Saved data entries
··········

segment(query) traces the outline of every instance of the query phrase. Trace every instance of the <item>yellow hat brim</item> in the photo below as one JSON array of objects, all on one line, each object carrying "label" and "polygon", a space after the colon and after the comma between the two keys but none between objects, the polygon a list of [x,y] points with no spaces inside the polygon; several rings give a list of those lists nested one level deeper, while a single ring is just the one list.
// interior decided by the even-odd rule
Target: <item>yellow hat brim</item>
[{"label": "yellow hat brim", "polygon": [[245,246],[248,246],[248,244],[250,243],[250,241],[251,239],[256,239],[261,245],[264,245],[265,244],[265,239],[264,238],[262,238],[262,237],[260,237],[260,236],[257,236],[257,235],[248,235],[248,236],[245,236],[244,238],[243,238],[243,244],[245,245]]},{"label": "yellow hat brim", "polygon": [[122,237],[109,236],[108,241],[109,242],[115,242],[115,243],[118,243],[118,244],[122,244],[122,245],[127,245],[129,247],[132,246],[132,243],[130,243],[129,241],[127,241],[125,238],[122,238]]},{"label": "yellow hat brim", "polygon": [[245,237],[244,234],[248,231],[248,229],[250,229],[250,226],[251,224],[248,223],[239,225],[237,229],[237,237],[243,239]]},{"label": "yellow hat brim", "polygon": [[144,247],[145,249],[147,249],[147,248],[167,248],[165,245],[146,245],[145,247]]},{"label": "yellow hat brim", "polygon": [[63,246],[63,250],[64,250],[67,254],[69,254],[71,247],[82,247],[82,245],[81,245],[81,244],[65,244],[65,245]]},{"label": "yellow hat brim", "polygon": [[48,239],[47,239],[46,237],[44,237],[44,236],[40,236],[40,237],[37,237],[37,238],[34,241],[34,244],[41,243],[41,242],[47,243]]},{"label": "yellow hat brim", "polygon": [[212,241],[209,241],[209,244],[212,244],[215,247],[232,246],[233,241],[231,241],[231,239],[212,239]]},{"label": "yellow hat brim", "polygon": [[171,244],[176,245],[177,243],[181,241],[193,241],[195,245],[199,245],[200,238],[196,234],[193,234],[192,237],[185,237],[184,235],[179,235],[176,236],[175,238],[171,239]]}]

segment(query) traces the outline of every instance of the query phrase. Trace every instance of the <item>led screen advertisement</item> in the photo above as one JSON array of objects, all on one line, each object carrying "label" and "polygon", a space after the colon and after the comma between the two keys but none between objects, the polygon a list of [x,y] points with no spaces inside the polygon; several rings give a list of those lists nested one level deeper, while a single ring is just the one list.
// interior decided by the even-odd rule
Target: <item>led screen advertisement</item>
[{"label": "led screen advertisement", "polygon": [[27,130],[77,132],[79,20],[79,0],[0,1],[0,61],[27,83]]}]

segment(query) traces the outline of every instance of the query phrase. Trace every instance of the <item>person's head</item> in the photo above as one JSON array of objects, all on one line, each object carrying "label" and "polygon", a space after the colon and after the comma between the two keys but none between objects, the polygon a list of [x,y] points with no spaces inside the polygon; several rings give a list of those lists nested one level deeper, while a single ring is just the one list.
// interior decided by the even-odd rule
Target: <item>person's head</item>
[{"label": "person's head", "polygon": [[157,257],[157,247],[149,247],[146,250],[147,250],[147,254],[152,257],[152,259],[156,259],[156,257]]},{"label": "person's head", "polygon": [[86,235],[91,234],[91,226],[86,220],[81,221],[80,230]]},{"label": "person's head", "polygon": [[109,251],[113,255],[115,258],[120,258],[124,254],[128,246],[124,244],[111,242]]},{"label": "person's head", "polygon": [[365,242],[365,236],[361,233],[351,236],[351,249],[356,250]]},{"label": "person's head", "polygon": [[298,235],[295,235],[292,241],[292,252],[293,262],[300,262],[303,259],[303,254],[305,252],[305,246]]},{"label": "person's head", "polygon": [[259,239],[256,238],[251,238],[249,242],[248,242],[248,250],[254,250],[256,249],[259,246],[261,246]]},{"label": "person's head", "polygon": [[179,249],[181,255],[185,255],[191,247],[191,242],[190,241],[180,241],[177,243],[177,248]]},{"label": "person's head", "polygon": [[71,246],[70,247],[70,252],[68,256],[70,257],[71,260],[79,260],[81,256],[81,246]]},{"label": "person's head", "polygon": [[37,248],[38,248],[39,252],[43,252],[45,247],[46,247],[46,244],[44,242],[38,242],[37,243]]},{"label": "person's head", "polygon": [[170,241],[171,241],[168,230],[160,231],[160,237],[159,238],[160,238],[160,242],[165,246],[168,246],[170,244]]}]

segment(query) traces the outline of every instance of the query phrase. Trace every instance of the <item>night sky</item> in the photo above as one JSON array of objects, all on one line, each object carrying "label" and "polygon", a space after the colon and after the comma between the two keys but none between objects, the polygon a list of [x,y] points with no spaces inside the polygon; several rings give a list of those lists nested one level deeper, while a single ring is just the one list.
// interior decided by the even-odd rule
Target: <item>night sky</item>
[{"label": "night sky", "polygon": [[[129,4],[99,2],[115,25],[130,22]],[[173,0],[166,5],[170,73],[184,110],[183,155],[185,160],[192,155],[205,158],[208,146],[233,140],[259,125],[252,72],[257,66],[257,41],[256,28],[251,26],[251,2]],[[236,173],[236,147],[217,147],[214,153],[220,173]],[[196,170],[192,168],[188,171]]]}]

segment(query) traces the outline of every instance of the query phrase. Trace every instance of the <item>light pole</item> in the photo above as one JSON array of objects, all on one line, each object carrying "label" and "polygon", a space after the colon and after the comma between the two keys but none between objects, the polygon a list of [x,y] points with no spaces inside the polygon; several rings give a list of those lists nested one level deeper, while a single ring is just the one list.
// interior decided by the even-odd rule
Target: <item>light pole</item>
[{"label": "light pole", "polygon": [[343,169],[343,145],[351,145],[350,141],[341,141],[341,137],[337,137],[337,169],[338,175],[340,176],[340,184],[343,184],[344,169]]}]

··········

### Problem details:
Copy each of the items above character for character, keeping their order and line breaks.

### Finished exercise:
segment(query) traces the outline of every instance of the query phrase. Trace every instance of the <item>yellow hat brim</item> in the photo below as one JSON array of objects, all on one line, each object carrying "label" and "polygon", a space after the colon and after the comma between the two keys but none between objects, the polygon a list of [x,y] points with no spaces inside the polygon; several rings give a list of those lists nested one level deeper, while a single ring is just the one list.
// interior decided by the even-odd rule
Target: <item>yellow hat brim</item>
[{"label": "yellow hat brim", "polygon": [[245,246],[248,246],[248,244],[250,243],[250,241],[251,239],[256,239],[261,245],[264,245],[265,244],[265,239],[264,238],[262,238],[262,237],[260,237],[260,236],[257,236],[257,235],[248,235],[248,236],[245,236],[244,238],[243,238],[243,244],[245,245]]},{"label": "yellow hat brim", "polygon": [[122,237],[109,236],[108,241],[109,242],[115,242],[115,243],[118,243],[118,244],[122,244],[122,245],[127,245],[129,247],[132,246],[132,243],[130,243],[129,241],[127,241],[125,238],[122,238]]},{"label": "yellow hat brim", "polygon": [[245,237],[244,234],[248,231],[248,229],[250,229],[250,226],[251,224],[248,223],[239,225],[237,229],[237,237],[243,239]]},{"label": "yellow hat brim", "polygon": [[144,247],[145,249],[147,249],[147,248],[167,248],[165,245],[146,245],[145,247]]},{"label": "yellow hat brim", "polygon": [[63,246],[63,250],[64,250],[67,254],[69,254],[71,247],[82,247],[82,245],[81,245],[81,244],[65,244],[65,245]]},{"label": "yellow hat brim", "polygon": [[48,239],[47,239],[46,237],[44,237],[44,236],[40,236],[40,237],[37,237],[37,238],[34,241],[34,244],[41,243],[41,242],[47,243]]},{"label": "yellow hat brim", "polygon": [[212,241],[209,241],[209,244],[212,244],[215,247],[232,246],[233,241],[231,241],[231,239],[212,239]]},{"label": "yellow hat brim", "polygon": [[171,244],[176,245],[177,243],[181,241],[193,241],[195,245],[199,245],[200,238],[196,234],[193,234],[192,237],[185,237],[184,235],[179,235],[176,236],[175,238],[171,239]]}]

segment(query) traces the outline of every instance of the query phrase. Trace every instance of the <item>led screen advertisement</item> in the photo above as one JSON array of objects, all on one line, each object carrying "label" and "polygon", a space after the colon and after the comma between the two keys but none between objects, the polygon a list of [x,y] points with no spaces inside the polygon; several rings give a list of those lists nested one level deeper, while a single ring is just the one list.
// interior decided by the even-odd rule
Target: <item>led screen advertisement</item>
[{"label": "led screen advertisement", "polygon": [[27,130],[77,132],[79,20],[79,0],[0,1],[0,61],[27,83]]}]

segment(query) traces the outline of every instance of the query phrase. Trace every instance of the <item>person's head</item> in the photo above as one JSON array of objects, all on one line, each object carrying "label" and "polygon", a space after the colon and after the comma between the two keys but none between objects, the polygon a list of [x,y] points with no spaces inside the polygon; several rings give a list of those lists nested one level deeper, while a single ring is just the one list.
// interior decided by the even-odd rule
Target: <item>person's head</item>
[{"label": "person's head", "polygon": [[157,257],[157,247],[149,247],[146,250],[147,250],[147,254],[152,257],[152,259],[156,259],[156,257]]},{"label": "person's head", "polygon": [[86,235],[91,234],[91,226],[86,220],[81,221],[80,230]]},{"label": "person's head", "polygon": [[109,251],[113,255],[115,258],[120,258],[124,254],[128,246],[124,244],[111,242]]},{"label": "person's head", "polygon": [[365,242],[365,236],[361,233],[351,236],[351,249],[356,250]]},{"label": "person's head", "polygon": [[298,235],[295,235],[292,241],[292,252],[293,262],[300,262],[303,259],[303,254],[305,252],[305,246]]},{"label": "person's head", "polygon": [[259,239],[256,238],[251,238],[249,242],[248,242],[248,250],[254,250],[256,249],[259,246],[261,246]]},{"label": "person's head", "polygon": [[179,249],[181,255],[185,255],[191,247],[191,242],[190,241],[180,241],[177,243],[177,248]]},{"label": "person's head", "polygon": [[71,246],[70,247],[70,252],[68,256],[70,257],[71,260],[79,260],[81,256],[81,246]]},{"label": "person's head", "polygon": [[37,248],[38,248],[39,252],[43,252],[45,247],[46,247],[46,244],[44,242],[38,242],[37,243]]},{"label": "person's head", "polygon": [[170,241],[171,241],[168,230],[160,231],[160,237],[159,238],[160,238],[160,242],[165,246],[168,246],[170,244]]}]

segment(query) traces the outline of every instance of the query phrase. Trace every instance of the <item>night sky</item> in the photo above as one JSON array of objects, all on one line, each object carrying "label" and "polygon", a space after the colon and after the comma between the two keys but none between objects, the polygon a list of [x,y] points with no spaces inside the polygon; several rings give a list of those lists nested one level deeper, while a single ring is just the one list.
// interior decided by the even-odd rule
Target: <item>night sky</item>
[{"label": "night sky", "polygon": [[[129,4],[99,2],[115,25],[130,22]],[[173,0],[166,5],[170,73],[184,110],[183,155],[185,160],[192,155],[205,158],[208,146],[233,140],[259,125],[252,72],[257,66],[257,41],[256,28],[251,26],[251,2]],[[236,173],[236,147],[217,147],[214,153],[220,173]],[[196,170],[192,168],[188,171]]]}]

segment(query) traces the outline of every instance of the query phrase. Trace every instance of the <item>light pole</item> in the photo above as one JSON array of objects, all on one line, each object carrying "label" and "polygon", a space after the colon and after the comma between the two keys but none between objects, the polygon a list of [x,y] points with no spaces inside the polygon; several rings give a list of those lists nested one level deeper, while a single ring is just the one list.
// interior decided by the even-odd rule
Target: <item>light pole</item>
[{"label": "light pole", "polygon": [[343,169],[343,145],[351,145],[350,141],[341,141],[341,137],[337,137],[337,169],[338,175],[340,176],[340,184],[343,184],[344,169]]}]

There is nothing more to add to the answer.